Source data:
=====
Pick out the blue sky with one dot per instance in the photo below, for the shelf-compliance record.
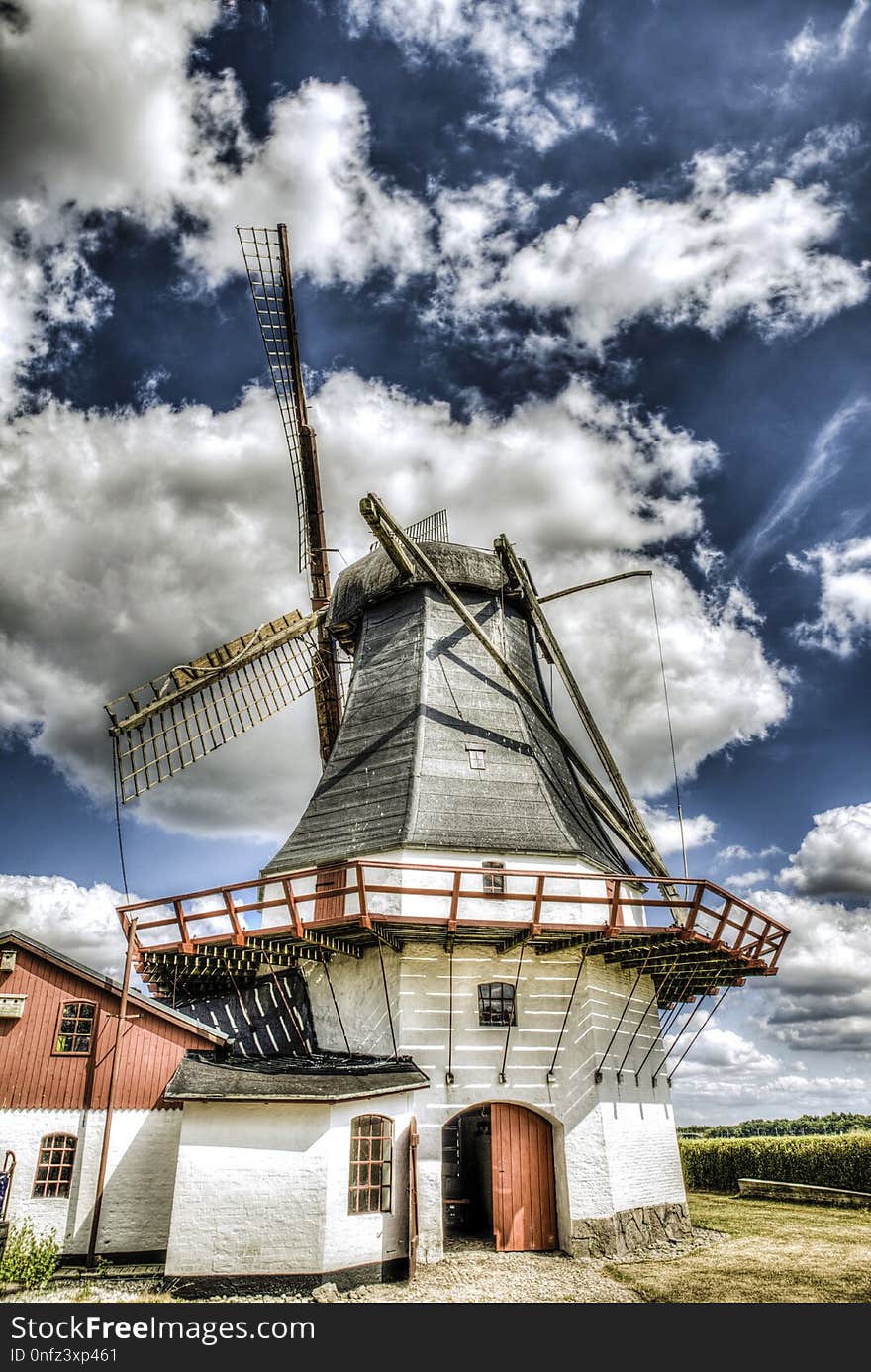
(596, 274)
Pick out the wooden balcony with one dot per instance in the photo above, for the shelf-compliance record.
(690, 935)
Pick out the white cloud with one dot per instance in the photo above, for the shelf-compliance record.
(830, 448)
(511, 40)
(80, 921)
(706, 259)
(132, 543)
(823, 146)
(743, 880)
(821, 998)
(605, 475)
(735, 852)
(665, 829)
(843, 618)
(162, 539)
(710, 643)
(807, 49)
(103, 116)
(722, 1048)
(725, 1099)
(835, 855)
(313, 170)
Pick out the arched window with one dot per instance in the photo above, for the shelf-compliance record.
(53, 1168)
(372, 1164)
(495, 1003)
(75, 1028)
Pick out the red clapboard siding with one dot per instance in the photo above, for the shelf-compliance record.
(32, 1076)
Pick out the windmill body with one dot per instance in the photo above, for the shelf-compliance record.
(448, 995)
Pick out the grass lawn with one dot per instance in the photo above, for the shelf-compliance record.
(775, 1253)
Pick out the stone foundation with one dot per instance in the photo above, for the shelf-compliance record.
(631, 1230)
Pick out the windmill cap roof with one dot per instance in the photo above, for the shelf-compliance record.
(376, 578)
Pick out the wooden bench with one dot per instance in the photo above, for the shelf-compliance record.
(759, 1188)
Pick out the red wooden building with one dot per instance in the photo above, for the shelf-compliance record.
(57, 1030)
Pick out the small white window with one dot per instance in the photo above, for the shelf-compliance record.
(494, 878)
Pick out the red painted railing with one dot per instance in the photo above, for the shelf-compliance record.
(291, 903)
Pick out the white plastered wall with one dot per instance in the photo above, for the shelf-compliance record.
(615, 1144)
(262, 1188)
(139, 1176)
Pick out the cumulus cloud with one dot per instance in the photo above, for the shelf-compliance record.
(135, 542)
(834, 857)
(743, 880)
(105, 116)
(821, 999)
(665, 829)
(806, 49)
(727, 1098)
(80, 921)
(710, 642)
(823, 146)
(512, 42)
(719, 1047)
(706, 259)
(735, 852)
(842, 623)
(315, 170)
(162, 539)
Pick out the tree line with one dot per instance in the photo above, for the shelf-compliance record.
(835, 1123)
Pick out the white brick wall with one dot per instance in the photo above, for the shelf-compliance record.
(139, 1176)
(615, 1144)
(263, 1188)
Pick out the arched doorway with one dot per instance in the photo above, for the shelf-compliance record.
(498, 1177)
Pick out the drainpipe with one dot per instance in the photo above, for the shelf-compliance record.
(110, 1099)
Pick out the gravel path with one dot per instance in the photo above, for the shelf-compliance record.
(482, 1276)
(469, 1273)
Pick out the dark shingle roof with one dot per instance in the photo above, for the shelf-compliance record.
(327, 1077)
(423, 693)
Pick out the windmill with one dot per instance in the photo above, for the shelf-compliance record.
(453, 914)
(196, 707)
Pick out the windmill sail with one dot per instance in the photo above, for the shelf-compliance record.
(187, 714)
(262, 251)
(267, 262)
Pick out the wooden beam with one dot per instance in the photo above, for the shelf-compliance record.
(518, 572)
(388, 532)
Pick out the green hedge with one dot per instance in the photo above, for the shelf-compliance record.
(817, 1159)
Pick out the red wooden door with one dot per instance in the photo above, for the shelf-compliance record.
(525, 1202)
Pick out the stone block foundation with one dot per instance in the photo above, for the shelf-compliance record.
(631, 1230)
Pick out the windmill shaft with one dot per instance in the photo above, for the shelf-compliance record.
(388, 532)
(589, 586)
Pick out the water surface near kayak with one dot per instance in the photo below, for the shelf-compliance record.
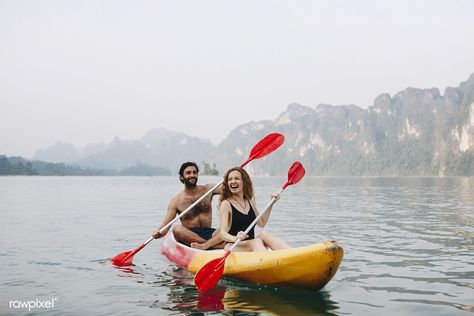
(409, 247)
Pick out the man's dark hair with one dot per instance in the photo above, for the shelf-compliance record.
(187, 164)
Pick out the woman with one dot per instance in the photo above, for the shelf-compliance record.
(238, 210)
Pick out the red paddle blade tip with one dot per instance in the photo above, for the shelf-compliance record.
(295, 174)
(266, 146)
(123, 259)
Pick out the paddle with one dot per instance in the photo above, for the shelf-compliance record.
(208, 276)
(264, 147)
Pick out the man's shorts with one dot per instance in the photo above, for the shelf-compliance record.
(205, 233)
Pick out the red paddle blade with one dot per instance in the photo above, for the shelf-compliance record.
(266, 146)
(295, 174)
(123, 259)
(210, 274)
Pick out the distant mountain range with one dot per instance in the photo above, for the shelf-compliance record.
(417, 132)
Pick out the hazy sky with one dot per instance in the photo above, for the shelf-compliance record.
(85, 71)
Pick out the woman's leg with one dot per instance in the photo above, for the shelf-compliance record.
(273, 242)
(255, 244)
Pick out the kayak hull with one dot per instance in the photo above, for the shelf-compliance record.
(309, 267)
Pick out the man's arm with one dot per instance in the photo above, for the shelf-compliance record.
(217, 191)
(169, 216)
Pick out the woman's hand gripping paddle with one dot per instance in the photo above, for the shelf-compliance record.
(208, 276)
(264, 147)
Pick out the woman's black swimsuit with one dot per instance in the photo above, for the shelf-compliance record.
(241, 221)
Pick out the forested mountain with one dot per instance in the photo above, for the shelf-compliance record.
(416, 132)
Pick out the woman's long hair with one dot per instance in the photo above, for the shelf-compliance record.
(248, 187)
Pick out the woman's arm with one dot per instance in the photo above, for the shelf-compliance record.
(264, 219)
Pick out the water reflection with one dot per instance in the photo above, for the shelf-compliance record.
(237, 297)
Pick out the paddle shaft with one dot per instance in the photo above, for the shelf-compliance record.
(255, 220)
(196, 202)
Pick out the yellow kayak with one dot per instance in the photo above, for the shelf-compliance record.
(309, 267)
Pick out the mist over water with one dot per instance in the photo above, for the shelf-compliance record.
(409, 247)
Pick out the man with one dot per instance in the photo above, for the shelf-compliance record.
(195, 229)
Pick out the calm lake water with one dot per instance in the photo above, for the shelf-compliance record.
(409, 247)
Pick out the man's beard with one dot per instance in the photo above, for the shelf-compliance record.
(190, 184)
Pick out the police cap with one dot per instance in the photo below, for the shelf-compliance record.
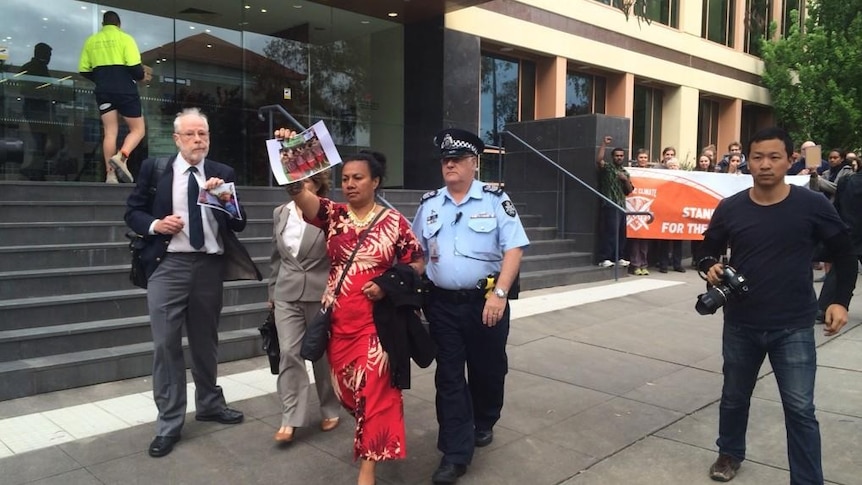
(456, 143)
=====
» Instructions for the task:
Give the data again exactly as it stands, apart from the pictures.

» Solution to the problem:
Pick out the blue sky with one dot per instance in the photo below, for the shelf-compliance record.
(596, 274)
Pick out the wooden balcony with one dot per instance in the photo above, for the shelf-compliance record.
(690, 935)
Pick out the white cloud with one dot per instance in the photo above, for the shelf-compliance record.
(830, 448)
(511, 40)
(80, 921)
(706, 259)
(132, 543)
(823, 146)
(743, 880)
(821, 998)
(605, 475)
(735, 852)
(665, 829)
(843, 618)
(162, 539)
(710, 643)
(807, 49)
(103, 116)
(722, 1048)
(725, 1099)
(835, 855)
(313, 170)
Pick out the arched window with one dot per instance in the photo above, for the shelf-compliance record.
(53, 1168)
(372, 1164)
(495, 1003)
(75, 1028)
Pick out the red clapboard siding with one dot per instance in the photo above, for the shelf-compliance record.
(32, 1076)
Pick out the windmill body with one dot per instance in the photo above, for the shelf-compliance record.
(448, 995)
Pick out the grass lawn with one dot per instance in the photo above, for the shelf-compliance record.
(775, 1253)
Pick out the stone foundation with one dot per instance in the photo above, for the shelf-compliance record.
(631, 1230)
Pick out the windmill cap roof with one dot per instance in the photo above, for the shelf-compliance record.
(376, 578)
Pick out the wooden bench with one dot per instance in the photo above, for the shelf-compliance record.
(759, 1188)
Pick out the red wooden building with one dot per instance in the photo above, for the shelf-compliance record.
(57, 1030)
Pick out the small white window with one dot per instance in the photo above, for the shelf-compliance record.
(494, 878)
Pick out the red painted railing with one dot per instance in the photo above, for the shelf-compliance record.
(291, 903)
Pick out the white plastered wall with one dot per instance in the photo above, for the shelf-compliance record.
(615, 1144)
(262, 1188)
(139, 1176)
Pick out the cumulus cloud with one dot per instance in the photo above, for the shelf-compliance record.
(135, 542)
(834, 857)
(743, 880)
(105, 116)
(821, 999)
(665, 829)
(806, 49)
(727, 1098)
(80, 921)
(710, 642)
(823, 146)
(512, 42)
(719, 1047)
(706, 259)
(735, 852)
(842, 623)
(315, 170)
(162, 539)
Pick out the tree line with one dot per instance in the photo above, for the shelf-compliance record.
(835, 1123)
Pick out the white brick wall with one dot per instance in the photo above, for the shelf-compliance record.
(139, 1176)
(615, 1144)
(263, 1188)
Pick out the arched doorway with one dot per instance in the photo above, for the shelf-compliance record.
(498, 1177)
Pick out the drainpipe with one dot per instance in the photo above, for the shelf-compliance record.
(110, 1099)
Pick out the gravel path with one dot per instance in the photo above, for the shelf-compliance record.
(482, 1276)
(469, 1273)
Pick out the dark shingle roof with one dot per instance in the photo above, for the shelf-compliance record.
(327, 1077)
(423, 693)
Pick out the windmill with one dot per instance in the photo above, for the shelf-compliance record.
(453, 914)
(196, 707)
Pick out the windmill sail with one dot per instance in the photo above, for the shelf-compliance record.
(187, 714)
(262, 251)
(267, 262)
Pick out the wooden beam with one dot per instance in the photo above, for the shelf-compliance record.
(518, 572)
(388, 532)
Pick out the green hedge with one dot per instance in the photo above, for the shelf-compliance record.
(817, 1159)
Pick out the red wooden door with one dot per instance in the photo above, for the shelf-compliance record.
(525, 1202)
Pick out the stone block foundation with one dot per instance in the photo above, for the shelf-compliance record.
(631, 1230)
Pick out the windmill shaft with one dot per instance in the photo above, for the shelf-compliance record.
(388, 532)
(589, 586)
Pick out the water surface near kayak with one dot per instance in the photo below, for the shelf-compliance record.
(409, 247)
Pick out the man's dark hair with one dot per instance in the photo above, for the shelf-compliance record.
(187, 164)
Pick out the woman with one dot per instance in the photo above, for the shelf-compliance record.
(238, 210)
Pick out the red paddle blade tip with one dot per instance in the photo above, for the shelf-compliance record.
(295, 174)
(266, 146)
(123, 259)
Pick out the paddle with one dot per instance in the photo above, for the shelf-compliance record.
(208, 276)
(264, 147)
Pick out the man's shorts with one dot per instance in the photo above, for the shelf-compliance record.
(205, 233)
Pick out the red paddle blade with one dot per instance in the photo above, for the shelf-compliance record.
(266, 146)
(295, 174)
(123, 259)
(210, 274)
Pick out the distant mountain range with one dot per instance in the photo above, for the shelf-compliance record.
(417, 132)
Pick out the hazy sky with one dot per instance in the photo above, for the shelf-compliance record.
(85, 71)
Pick out the woman's leg with one dot per instance in the photo above, for the shelf-compliance record.
(273, 242)
(255, 244)
Pick out the kayak hull with one dot per instance in the photo above, for the shelf-compliance record.
(309, 267)
Pick out the man's arm with one dot per instance in the photo above, for the shelf-compliance record.
(217, 191)
(169, 216)
Pick out the woman's hand gripping paddle with one dot per instance in the photo above, for the shelf-compliance record.
(208, 276)
(264, 147)
Pick out the woman's black swimsuit with one dot per instance in the photo above, for the shelf-compliance record.
(241, 221)
Pick out the forested mountain with one dot per instance in the photo above, for the shelf-compliance record.
(416, 132)
Pick out the woman's long hair with one dot per instance in the photo above, for the shelf-compliance record.
(248, 187)
Pick out the woman's arm with one dot per instance in the photo above, for the shelf-compliance record.
(264, 219)
Pick out the water reflection with one dot per instance in the photo above, for the shelf-compliance record.
(237, 297)
Pick out the paddle shaft with one dot per instance in the photo above, for the shelf-compliance record.
(255, 220)
(196, 202)
Pick out the yellow kayak with one dot per instance in the photo above, for the shelf-compliance record.
(309, 267)
Pick out the mist over water with one dot per instance in the photo above, for the shelf-compliance record.
(409, 247)
Pick out the man with one dot per instance in the photo above, for the shelf-compliance record.
(195, 229)
Pick out the calm lake water with one dot per instance in the photo above, for the shelf-compliance record.
(409, 247)
Pick out the man's beard with one dot per instance in the photo above, for the shelf-compliance record.
(190, 184)
Pick out the police cap with one dot per instance in the photo below, for the shelf-compliance record.
(456, 143)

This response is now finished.